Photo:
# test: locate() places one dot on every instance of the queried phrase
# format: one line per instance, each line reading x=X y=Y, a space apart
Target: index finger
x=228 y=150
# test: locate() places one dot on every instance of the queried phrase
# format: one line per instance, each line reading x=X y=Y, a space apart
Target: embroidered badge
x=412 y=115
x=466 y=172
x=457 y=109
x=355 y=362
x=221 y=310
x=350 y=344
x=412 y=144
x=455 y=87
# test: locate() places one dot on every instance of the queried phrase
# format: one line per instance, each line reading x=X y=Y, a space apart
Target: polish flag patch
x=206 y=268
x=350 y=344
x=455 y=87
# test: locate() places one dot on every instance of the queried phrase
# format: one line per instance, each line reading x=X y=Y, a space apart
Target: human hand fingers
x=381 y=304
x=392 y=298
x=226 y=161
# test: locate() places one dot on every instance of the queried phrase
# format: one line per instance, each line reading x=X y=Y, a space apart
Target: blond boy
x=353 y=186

== == ==

#### What you need to do
Write out all of the records word for word.

#### Your response
Photo:
# test: locate() places one dot on every instance of the queried phrase
# format: one line per instance, each line reading x=X y=Y, a space apart
Target: index finger
x=228 y=150
# test: locate() places one dot on every instance of the queried phrase
# format: one line per instance, each line reading x=X y=Y, a space apart
Target: embroidered badge
x=412 y=115
x=466 y=172
x=457 y=109
x=355 y=362
x=221 y=310
x=350 y=344
x=412 y=144
x=455 y=87
# test: locate() places one dot on every instance of the queried phrase
# format: one line per instance, each line reading x=X y=Y, a space apart
Target: polish flag patch
x=206 y=268
x=350 y=344
x=455 y=87
# test: locate() places one dot on every instance of the queried phrase
# format: one line per instance, each line reading x=X y=Y, a space apart
Target: human hand fingers
x=381 y=304
x=392 y=298
x=226 y=161
# test: locate() places one dot on every instance of the queried phrase
# format: one line per instance, each line reading x=X y=Y, a space apart
Target: blond boy
x=353 y=186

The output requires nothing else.